◆ **TEXTE SOURCE**
....

Le Traité Commercial entre les Peuples (TCP) proposé par le président bolivien Evo Morales est une réponse à la décadence du modèle néo-libéral, fondé sur la dérégulation, la privatisation et l’ouverture non discriminée des marchés.
Déjà, il n’est pas acceptable qu’un petit groupe de nations puissantes nie aux pays pauvres le droit de concevoir leurs propres modèles de développement en fonction de leurs besoins internes, et essayent de leur dicter une politique économique globale qui ne résoudra pas leurs problèmes de développement, comme l’indiquent les documents eux-mêmes de la Banque Mondiale.
Durant les années 90, elles nous ont déclaré qu’avec les politiques connues comme Consensus de Washington, les pays pauvres allaient s’approcher de ceux qui sont riches : aujourd’hui, il est clair que c’est le contraire qui s’est produit. Ceux qui sont riches deviennent plus riches et ceux qui sont pauvres deviennent encore plus pauvres. C’est pourquoi en Amérique latine les peuples ont commencé à être les artisans de leur propre destin, et sanctionnent à travers les urnes les artisans des politiques de remise appliquées pendant presque 20 années.

....

◆ **DONNÉES FOURNIES**
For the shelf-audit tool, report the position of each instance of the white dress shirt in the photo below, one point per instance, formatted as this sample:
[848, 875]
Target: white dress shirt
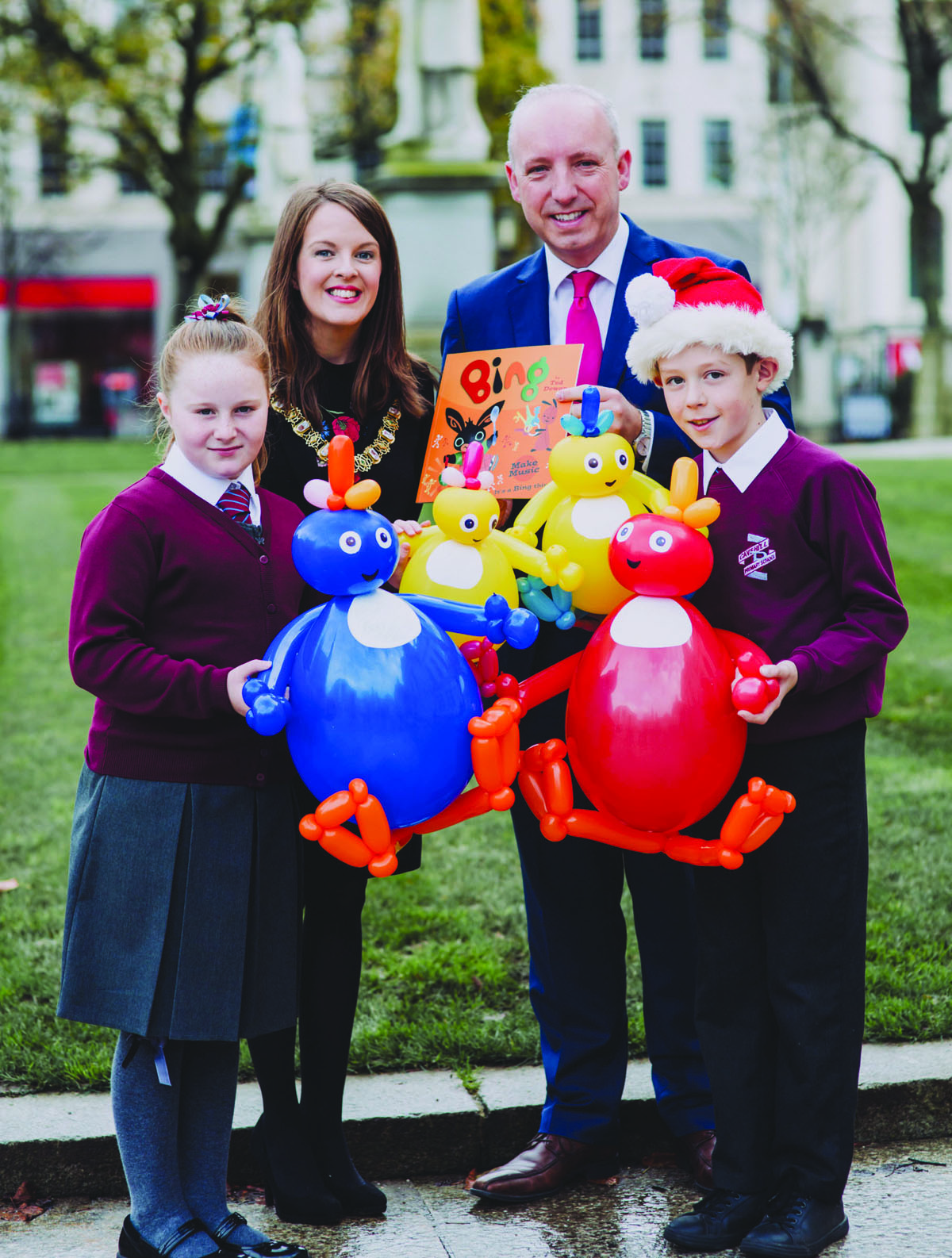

....

◆ **CONSIGNE ÉCRITE 1**
Résumez en deux phrases le texte sur le Traité Commercial entre les Peuples.
◆ **CONSIGNE ÉCRITE 2**
D'après le texte sur le Traité Commercial entre les Peuples, sur quoi le modèle néo-libéral est-il fondé ?
◆ **CONSIGNE ÉCRITE 3**
Poursuivez le texte sur le Traité Commercial entre les Peuples à partir de sa dernière phrase.

◆ **RÉPONSE 1**
Le Traité Commercial entre les Peuples, proposé par le président bolivien Evo Morales, répond à la décadence du modèle néo-libéral fondé sur la dérégulation, la privatisation et l'ouverture non discriminée des marchés. Le texte juge inacceptable qu'un petit groupe de nations puissantes dicte leur politique économique aux pays pauvres, constate que les riches deviennent plus riches et les pauvres encore plus pauvres, et note qu'en Amérique latine les peuples sanctionnent à travers les urnes les artisans des politiques appliquées pendant presque 20 années.

◆ **RÉPONSE 2**
Sur la dérégulation, la privatisation et l'ouverture non discriminée des marchés.

◆ **RÉPONSE 3**
ALE (Accord de Libre-Echange) = La mort du monde paysan
La réalité des pays qui ont signé l’ALE avec les Etats-Unis est loin de celle présentée à cor et à cri par les économistes néo-libéraux. Le Mexique est le pays le plus intéressant pour évaluer les effets du libre-échange puisqu’il a signé l’Accord de Libre Echange du Nord de l’Amérique (ALENA) avec les Etats-Unis et le Canada en 1994.
Derrière l’augmentation des exportations, les études montrent que l’ALE a balayé une grande partie des petites et moyennes industries, qui étaient celles qui généraient des emplois dans le secteur formel ; il a désarticulé les chaînes productives existantes sans en créer d’autres et a fortifié la dénationalisation du secteur de la grande industrie versée dans l’exportation.
Mais le résultat le plus néfaste que cette politique de libéralisation commerciale s’est peut-être produit dans le monde paysan (campagne). Quelques auteurs parlent tout bonnement de la destruction de la campagne au Mexique. Du statut autosuffisant et exportateur d’aliments de base, le Mexique, s’est mis à importer 40 pour cent des grains et oléagineux qu’il consomme : entre 1994 et 2000, ses importations de riz ont augmenté de 242 pour cent, le maïs de 112 pour cent, le blé de 84 pour cent, le soya de 75 pour cent, le sorgho de 48 pour cent et les importations d’aliments provenant de l’élevage ont crû de 247 pour cent. Pour cela, durant les huit dernières années, 1 million huit cents mille emplois agricoles se sont envolés et l’exode rural a explosé, non seulement en relation avec l’exode vers les champs irrigués, mais aussi celui vers les villes et surtout vers les États-Unis. On estime l’exode mexicain à 5 millions et les Etats-Unis a résolu le problème avec un mur à la frontière.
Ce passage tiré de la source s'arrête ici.